═══ Text provided

It’s certain that among the beneficiaries of the current crisis engulfing Egypt were thousands of jailbirds – under-trials, criminals and political prisoners –who walked free from their cells amid the chaos. What’s not certain is exactly how many and from where. Perhaps, the most vexing question is how.
After being interred at the Natron Valley prison for four days Sobhy Saleh, former MP and a senior member of the Muslim Brotherhood from Alexandria, , walked free on January 31. He told HT, “One of the criminals opened the gates of our cells, and shouted, ‘All you brothers, get out now.’” Later some of those ‘freed’ claimed they had been given the keys by the guards.
At Natron tea-shop owner Kemal and some if his local patrons claimed more than 10,0000 people had walked out of the prison even earlier. The crowd , they said, included some members of Lebabon’s Hezbollah party. Nashat, a professional diploma holder who runs a superstore nearby, claimed, “Many of them were looking for a lift, but the cars (on the Cairo-Alexandria highway) were speeding by. Six of them were run over and died on the road.”
The crisis started after the first speech by President Hosni Mubarak, late on January 28, in which he promised to sack the cabinet and appoint a new one. Locals saw hundreds of policemen board vans and leave early on January 29 morning. Kemal showed a video (whose authenticity cannot be verified) on his phone about small fire that had been lit at one of the police pickets by some of the prisoners who then came out.

══════
═══ Record extracts

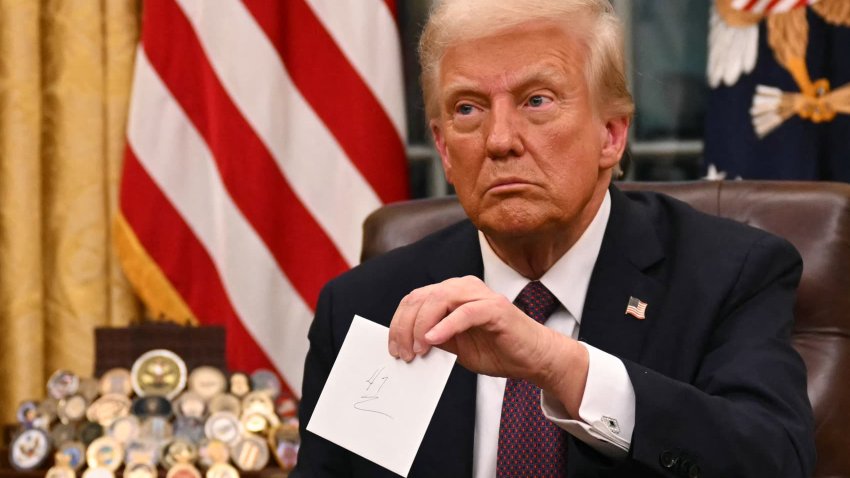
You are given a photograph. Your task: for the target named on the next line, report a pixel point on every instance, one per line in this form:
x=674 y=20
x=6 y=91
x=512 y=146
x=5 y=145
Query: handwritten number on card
x=372 y=392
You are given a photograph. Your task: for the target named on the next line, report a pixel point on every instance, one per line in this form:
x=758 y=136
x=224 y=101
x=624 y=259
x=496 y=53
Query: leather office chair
x=815 y=217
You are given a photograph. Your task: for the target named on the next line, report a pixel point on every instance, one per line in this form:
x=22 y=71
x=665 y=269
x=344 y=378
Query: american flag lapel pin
x=636 y=308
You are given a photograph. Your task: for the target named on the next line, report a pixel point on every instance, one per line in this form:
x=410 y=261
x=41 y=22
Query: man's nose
x=503 y=138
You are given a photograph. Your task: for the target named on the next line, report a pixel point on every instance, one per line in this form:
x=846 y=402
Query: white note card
x=376 y=405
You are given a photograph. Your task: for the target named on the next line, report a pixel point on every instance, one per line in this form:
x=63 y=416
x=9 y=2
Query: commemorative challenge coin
x=158 y=372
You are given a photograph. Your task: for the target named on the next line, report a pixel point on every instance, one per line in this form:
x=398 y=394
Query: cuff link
x=612 y=425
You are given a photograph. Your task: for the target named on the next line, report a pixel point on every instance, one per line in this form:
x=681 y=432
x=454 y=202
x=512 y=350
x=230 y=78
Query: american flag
x=261 y=134
x=636 y=308
x=769 y=6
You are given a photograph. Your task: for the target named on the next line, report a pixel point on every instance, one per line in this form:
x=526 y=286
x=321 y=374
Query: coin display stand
x=155 y=418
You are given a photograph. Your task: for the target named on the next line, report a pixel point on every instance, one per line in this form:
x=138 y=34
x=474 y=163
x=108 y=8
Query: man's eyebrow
x=519 y=82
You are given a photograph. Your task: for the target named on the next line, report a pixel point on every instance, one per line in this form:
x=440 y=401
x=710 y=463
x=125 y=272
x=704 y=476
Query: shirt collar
x=567 y=279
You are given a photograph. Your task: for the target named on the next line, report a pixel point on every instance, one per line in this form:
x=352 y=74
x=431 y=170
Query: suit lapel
x=630 y=249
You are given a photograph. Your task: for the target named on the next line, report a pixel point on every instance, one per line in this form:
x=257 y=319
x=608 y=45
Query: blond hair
x=452 y=22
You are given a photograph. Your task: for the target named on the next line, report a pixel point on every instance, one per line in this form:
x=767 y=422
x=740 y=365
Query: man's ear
x=614 y=142
x=440 y=143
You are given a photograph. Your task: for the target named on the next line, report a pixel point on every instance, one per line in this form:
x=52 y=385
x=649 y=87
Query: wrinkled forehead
x=542 y=51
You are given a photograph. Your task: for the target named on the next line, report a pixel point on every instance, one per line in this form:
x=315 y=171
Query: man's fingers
x=401 y=327
x=463 y=318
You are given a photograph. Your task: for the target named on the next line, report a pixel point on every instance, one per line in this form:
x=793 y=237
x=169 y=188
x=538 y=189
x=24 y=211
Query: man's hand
x=490 y=335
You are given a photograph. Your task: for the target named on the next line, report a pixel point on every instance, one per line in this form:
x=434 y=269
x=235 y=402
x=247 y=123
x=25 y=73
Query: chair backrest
x=814 y=216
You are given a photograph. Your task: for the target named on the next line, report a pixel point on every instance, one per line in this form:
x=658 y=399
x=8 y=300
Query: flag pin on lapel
x=636 y=308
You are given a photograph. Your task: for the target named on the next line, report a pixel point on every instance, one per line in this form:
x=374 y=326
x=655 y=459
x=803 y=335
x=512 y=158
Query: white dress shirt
x=607 y=408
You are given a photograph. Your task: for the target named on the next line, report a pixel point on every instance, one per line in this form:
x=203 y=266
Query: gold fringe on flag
x=155 y=290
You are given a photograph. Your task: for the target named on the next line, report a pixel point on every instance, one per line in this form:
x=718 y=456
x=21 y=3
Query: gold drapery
x=65 y=77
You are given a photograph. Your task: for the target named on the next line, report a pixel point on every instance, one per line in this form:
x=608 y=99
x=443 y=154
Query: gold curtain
x=65 y=77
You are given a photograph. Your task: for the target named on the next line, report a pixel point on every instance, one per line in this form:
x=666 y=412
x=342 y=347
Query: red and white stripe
x=770 y=6
x=261 y=134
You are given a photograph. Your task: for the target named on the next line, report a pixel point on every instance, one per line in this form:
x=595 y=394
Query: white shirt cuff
x=607 y=410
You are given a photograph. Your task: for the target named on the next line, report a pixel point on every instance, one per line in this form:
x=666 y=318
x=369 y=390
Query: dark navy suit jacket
x=719 y=390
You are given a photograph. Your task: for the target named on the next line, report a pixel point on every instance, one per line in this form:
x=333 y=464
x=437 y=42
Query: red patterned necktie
x=529 y=444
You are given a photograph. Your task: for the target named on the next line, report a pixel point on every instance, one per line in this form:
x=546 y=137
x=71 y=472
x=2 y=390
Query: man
x=659 y=336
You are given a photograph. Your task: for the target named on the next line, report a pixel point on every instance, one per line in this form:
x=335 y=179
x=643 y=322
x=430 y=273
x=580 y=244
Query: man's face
x=518 y=133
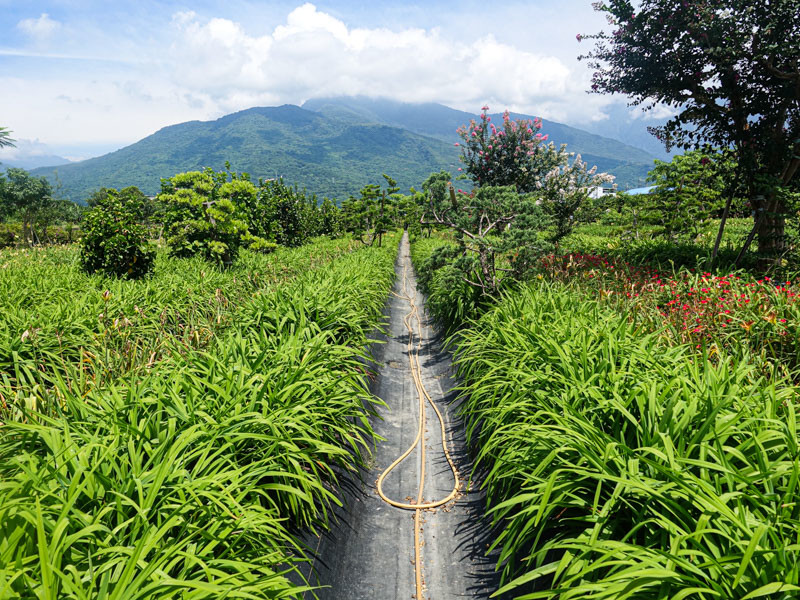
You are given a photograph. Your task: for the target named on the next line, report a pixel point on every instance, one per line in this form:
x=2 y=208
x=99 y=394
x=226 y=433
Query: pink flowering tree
x=564 y=194
x=515 y=153
x=526 y=198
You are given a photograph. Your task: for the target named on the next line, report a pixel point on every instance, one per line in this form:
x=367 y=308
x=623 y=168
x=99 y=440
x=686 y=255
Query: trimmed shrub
x=113 y=242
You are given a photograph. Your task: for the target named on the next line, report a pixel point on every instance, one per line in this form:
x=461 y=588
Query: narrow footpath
x=371 y=553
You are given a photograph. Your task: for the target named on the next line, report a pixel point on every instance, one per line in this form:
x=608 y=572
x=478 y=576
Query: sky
x=82 y=77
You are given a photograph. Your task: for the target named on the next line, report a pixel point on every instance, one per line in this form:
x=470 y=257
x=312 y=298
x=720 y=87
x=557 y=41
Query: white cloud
x=39 y=29
x=106 y=86
x=316 y=54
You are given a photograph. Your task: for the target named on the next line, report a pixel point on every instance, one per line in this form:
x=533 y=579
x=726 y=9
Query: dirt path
x=370 y=553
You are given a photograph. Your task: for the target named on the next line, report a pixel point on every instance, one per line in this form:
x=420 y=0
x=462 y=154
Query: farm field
x=637 y=424
x=167 y=438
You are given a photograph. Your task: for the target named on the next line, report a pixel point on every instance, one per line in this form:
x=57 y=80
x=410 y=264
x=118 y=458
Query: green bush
x=113 y=241
x=203 y=214
x=621 y=468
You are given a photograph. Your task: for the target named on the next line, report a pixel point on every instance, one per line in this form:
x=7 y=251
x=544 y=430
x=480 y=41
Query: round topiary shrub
x=113 y=242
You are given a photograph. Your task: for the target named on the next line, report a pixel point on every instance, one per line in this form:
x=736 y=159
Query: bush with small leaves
x=113 y=241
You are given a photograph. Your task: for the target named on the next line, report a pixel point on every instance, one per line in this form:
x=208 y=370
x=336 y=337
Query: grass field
x=168 y=439
x=638 y=424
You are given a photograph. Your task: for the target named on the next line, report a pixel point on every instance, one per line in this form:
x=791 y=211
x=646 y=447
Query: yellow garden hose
x=422 y=393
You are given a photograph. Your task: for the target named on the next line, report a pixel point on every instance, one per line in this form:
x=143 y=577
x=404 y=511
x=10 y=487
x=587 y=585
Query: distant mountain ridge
x=33 y=161
x=332 y=147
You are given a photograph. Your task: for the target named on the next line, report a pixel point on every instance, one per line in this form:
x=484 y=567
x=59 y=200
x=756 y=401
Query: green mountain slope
x=328 y=156
x=630 y=164
x=332 y=147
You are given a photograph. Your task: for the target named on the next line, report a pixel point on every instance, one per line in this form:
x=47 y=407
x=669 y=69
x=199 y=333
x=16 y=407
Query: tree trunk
x=772 y=229
x=771 y=234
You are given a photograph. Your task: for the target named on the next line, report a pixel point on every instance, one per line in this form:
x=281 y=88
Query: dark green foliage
x=621 y=468
x=373 y=213
x=113 y=242
x=690 y=192
x=27 y=198
x=203 y=214
x=730 y=70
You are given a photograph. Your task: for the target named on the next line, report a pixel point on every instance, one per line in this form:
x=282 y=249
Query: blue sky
x=80 y=78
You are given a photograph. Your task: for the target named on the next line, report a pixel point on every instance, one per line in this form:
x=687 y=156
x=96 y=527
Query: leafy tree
x=372 y=214
x=564 y=195
x=491 y=222
x=27 y=197
x=330 y=222
x=286 y=213
x=517 y=155
x=731 y=71
x=201 y=216
x=513 y=155
x=114 y=242
x=5 y=138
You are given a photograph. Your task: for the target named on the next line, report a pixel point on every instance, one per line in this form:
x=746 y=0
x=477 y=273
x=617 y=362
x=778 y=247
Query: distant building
x=601 y=191
x=650 y=189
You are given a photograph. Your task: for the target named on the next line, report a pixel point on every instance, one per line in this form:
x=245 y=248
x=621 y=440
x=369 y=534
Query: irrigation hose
x=423 y=396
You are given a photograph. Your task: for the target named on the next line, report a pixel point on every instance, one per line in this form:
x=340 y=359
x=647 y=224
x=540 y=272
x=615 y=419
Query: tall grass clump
x=621 y=467
x=59 y=323
x=192 y=478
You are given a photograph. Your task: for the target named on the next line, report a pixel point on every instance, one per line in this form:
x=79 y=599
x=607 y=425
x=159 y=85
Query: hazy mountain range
x=331 y=146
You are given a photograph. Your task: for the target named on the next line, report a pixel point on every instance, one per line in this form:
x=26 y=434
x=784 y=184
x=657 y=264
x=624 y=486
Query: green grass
x=619 y=467
x=188 y=476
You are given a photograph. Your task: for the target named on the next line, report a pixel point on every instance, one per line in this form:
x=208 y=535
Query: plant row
x=619 y=467
x=191 y=478
x=59 y=323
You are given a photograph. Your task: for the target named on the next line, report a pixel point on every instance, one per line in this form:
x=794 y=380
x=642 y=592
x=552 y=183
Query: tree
x=114 y=242
x=201 y=216
x=5 y=138
x=492 y=221
x=514 y=155
x=28 y=197
x=689 y=192
x=730 y=69
x=372 y=214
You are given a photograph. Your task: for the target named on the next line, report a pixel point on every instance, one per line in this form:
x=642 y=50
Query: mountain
x=327 y=156
x=629 y=163
x=332 y=147
x=33 y=161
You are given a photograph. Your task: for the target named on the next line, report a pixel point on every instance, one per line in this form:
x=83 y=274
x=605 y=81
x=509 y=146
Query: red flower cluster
x=697 y=308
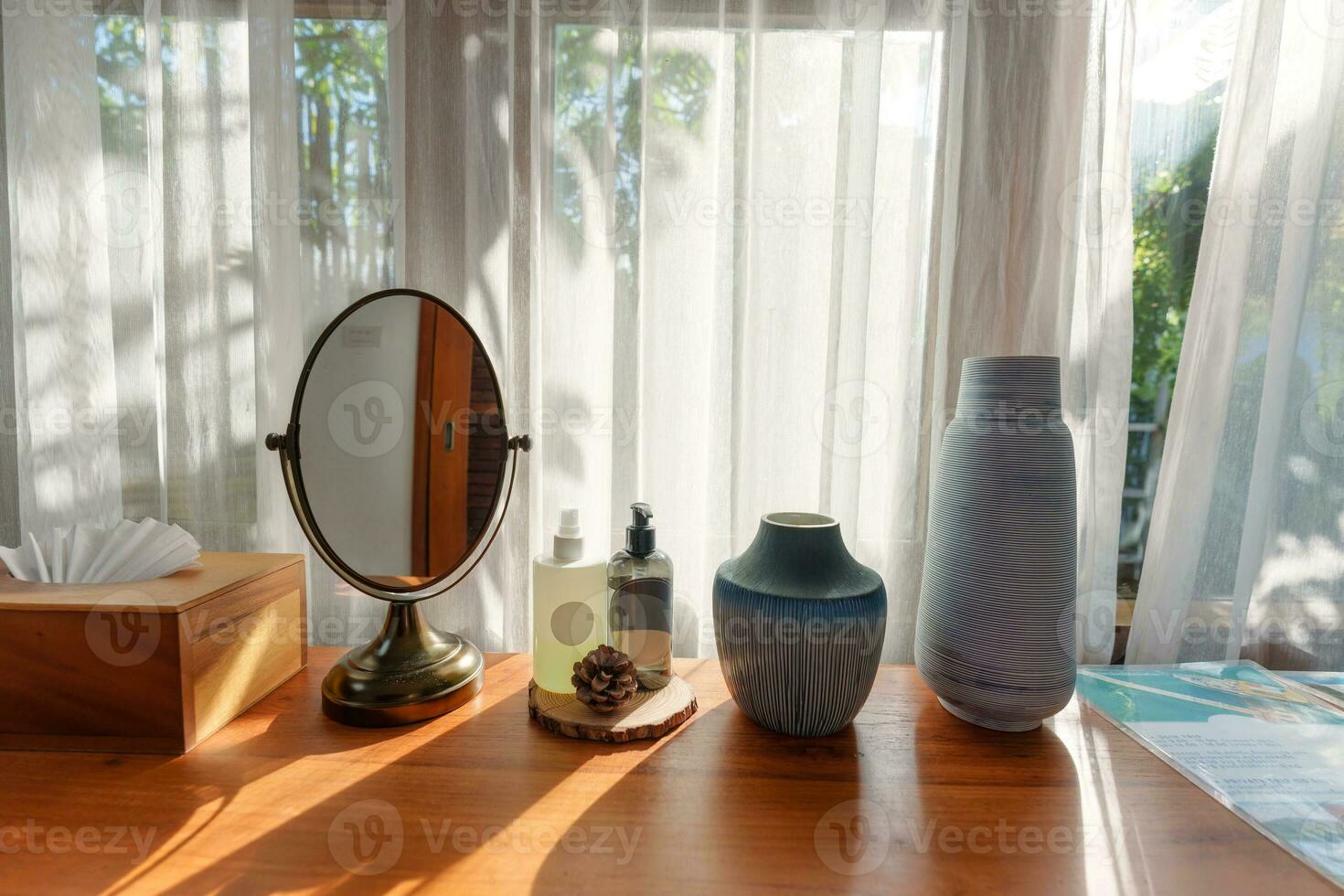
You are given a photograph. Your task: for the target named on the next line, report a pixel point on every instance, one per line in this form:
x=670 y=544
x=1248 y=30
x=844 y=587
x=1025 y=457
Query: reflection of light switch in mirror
x=355 y=336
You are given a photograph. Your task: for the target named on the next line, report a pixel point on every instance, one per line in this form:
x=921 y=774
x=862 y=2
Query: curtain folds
x=728 y=258
x=1244 y=549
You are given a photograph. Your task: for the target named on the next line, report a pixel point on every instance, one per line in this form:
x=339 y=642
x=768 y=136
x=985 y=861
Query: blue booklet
x=1327 y=684
x=1265 y=746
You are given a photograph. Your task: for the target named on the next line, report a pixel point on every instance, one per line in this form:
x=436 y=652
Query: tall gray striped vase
x=995 y=637
x=798 y=624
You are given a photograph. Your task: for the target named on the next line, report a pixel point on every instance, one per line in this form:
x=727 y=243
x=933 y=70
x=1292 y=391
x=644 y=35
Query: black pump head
x=638 y=535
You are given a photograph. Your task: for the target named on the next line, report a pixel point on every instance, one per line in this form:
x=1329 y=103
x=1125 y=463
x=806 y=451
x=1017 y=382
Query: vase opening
x=795 y=520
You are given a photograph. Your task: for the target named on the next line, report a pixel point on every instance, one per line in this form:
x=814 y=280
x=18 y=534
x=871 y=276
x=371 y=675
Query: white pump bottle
x=569 y=606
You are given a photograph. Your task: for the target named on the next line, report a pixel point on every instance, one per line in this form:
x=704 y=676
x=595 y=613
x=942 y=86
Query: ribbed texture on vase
x=1018 y=382
x=995 y=635
x=798 y=644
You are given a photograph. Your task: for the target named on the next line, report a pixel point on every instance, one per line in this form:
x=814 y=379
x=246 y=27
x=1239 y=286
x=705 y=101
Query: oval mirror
x=398 y=443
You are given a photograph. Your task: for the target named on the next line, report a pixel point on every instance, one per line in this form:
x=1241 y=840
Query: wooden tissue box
x=148 y=667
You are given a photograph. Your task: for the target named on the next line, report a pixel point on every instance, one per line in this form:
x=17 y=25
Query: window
x=1181 y=60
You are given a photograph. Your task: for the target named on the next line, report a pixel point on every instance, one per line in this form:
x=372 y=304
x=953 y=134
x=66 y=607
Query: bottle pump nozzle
x=569 y=539
x=638 y=535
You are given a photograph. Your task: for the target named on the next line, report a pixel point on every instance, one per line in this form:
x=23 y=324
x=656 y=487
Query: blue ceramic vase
x=798 y=624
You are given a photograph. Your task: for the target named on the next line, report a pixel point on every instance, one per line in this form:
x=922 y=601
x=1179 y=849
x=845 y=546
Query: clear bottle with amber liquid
x=638 y=587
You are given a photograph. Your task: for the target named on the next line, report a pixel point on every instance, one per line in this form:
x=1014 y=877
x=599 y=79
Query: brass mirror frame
x=411 y=670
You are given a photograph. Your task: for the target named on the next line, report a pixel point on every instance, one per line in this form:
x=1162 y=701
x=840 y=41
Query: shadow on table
x=720 y=806
x=398 y=822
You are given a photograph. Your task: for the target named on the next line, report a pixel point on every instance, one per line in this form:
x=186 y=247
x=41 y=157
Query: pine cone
x=605 y=680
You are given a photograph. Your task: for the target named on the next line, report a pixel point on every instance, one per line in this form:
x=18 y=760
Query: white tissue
x=125 y=552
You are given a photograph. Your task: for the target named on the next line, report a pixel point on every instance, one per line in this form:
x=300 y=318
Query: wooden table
x=907 y=799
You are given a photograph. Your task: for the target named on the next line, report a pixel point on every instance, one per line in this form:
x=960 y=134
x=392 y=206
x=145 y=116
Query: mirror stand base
x=409 y=673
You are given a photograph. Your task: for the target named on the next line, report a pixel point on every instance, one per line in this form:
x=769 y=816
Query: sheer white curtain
x=1244 y=551
x=728 y=258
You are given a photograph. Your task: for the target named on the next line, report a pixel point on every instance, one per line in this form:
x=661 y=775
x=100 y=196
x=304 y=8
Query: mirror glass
x=400 y=441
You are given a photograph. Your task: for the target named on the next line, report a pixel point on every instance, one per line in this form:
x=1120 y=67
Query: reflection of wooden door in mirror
x=443 y=443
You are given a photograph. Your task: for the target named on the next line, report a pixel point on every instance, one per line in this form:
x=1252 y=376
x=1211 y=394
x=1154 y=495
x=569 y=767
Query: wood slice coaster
x=649 y=713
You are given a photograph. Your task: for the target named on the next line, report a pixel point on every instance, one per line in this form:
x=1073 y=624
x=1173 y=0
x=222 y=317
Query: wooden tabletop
x=907 y=799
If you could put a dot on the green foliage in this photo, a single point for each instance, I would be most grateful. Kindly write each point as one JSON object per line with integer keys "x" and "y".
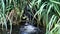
{"x": 47, "y": 10}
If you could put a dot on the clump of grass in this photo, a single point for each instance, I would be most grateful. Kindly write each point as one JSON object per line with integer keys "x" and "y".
{"x": 47, "y": 12}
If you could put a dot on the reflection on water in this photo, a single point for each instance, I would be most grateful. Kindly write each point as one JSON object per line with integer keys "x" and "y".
{"x": 29, "y": 29}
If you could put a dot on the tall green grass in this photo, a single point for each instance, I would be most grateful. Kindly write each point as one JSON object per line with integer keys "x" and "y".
{"x": 47, "y": 10}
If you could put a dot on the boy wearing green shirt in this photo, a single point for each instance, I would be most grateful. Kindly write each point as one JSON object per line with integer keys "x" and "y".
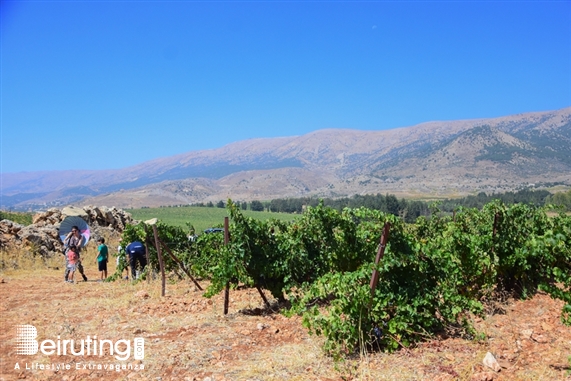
{"x": 102, "y": 258}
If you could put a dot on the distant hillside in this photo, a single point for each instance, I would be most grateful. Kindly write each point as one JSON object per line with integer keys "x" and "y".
{"x": 439, "y": 159}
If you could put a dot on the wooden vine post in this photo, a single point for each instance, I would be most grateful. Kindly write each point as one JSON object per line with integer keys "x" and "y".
{"x": 227, "y": 289}
{"x": 380, "y": 254}
{"x": 495, "y": 229}
{"x": 174, "y": 258}
{"x": 161, "y": 263}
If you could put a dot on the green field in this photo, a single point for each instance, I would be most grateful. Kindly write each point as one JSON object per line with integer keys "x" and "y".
{"x": 200, "y": 217}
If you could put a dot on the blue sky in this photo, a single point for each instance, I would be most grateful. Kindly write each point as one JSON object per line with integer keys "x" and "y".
{"x": 105, "y": 84}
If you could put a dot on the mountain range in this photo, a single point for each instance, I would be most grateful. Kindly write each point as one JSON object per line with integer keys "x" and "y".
{"x": 433, "y": 159}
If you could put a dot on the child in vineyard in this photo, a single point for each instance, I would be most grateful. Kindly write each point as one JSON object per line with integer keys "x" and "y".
{"x": 102, "y": 258}
{"x": 72, "y": 259}
{"x": 121, "y": 261}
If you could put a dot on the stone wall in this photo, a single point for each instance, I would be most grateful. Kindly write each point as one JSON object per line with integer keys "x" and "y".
{"x": 42, "y": 236}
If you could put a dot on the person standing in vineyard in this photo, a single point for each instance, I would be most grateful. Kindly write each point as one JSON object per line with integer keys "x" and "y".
{"x": 137, "y": 253}
{"x": 102, "y": 258}
{"x": 74, "y": 238}
{"x": 121, "y": 260}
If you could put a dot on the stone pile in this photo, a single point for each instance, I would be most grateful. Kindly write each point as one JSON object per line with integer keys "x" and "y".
{"x": 42, "y": 236}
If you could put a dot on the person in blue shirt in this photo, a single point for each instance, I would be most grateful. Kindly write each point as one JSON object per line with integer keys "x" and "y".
{"x": 102, "y": 258}
{"x": 137, "y": 253}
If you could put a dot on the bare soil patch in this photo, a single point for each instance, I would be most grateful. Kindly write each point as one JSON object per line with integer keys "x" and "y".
{"x": 187, "y": 337}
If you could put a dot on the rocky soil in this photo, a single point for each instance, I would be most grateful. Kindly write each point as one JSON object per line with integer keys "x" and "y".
{"x": 187, "y": 337}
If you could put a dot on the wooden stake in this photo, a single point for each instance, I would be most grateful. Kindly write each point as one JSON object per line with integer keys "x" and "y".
{"x": 380, "y": 254}
{"x": 227, "y": 290}
{"x": 161, "y": 264}
{"x": 263, "y": 296}
{"x": 180, "y": 264}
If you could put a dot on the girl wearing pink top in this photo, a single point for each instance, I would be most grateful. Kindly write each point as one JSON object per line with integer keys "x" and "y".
{"x": 72, "y": 259}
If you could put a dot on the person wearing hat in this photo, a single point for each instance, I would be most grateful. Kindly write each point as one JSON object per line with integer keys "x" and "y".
{"x": 74, "y": 238}
{"x": 137, "y": 253}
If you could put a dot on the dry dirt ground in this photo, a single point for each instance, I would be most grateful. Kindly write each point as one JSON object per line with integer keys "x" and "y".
{"x": 187, "y": 337}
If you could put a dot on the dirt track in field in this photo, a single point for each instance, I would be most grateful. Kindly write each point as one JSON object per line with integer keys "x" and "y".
{"x": 187, "y": 337}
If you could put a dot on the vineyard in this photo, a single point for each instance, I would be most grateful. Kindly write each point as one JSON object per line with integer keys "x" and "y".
{"x": 434, "y": 275}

══════

• [Required work]:
(1) According to the article on prisoners freed during Egypt's crisis, on what date did Sobhy Saleh walk free from the Natron Valley prison?
(2) In one to three sentences, how does Nashat explain the deaths of six people who had left the prison, according to the article on Egypt's prison escapes?
(3) Continue the article on the prisoners who walked free from Egypt's jails, starting after its last sentence.

• [Results for the exercise]:
(1) January 31.

(2) Nashat said many of those who came out were trying to get a lift on the Cairo-Alexandria highway, but the cars were speeding by. Six of them were run over and died on the road.

(3)
But Saleh, a lawyer by profession who joked there were more prisons than schools in Egypt, said only some of the prisons from the large complexes at Abu Zabaal, Tora Istiqbal and Natron had been opened. Other reports suggest that some of Cairo’s 20-odd prisons were also opened.
For one, Ayman Nofel, a Hamas leader and an undertrial at Cairo’s al-Marj, was received as a hero a few days later in Gaza’s Nuseirat camp.
Thousands of people have also been freed from the lock-ups of hundreds of police stations that have been gutted in every region of the country. Even on this, videos suggest that some of the destruction had been done by police who “wanted to show why they are indispensible to the common people’s security”.
But for everyone out, there are many more still in. “The police wanted to spread a sense of unrest by releasing the criminals; political prisoners like me were not the intended ‘beneficiaries’. They had jailed 34 senior Brotherhood people – whom the authorities called leaders. But there are still 350 of our young members inside.”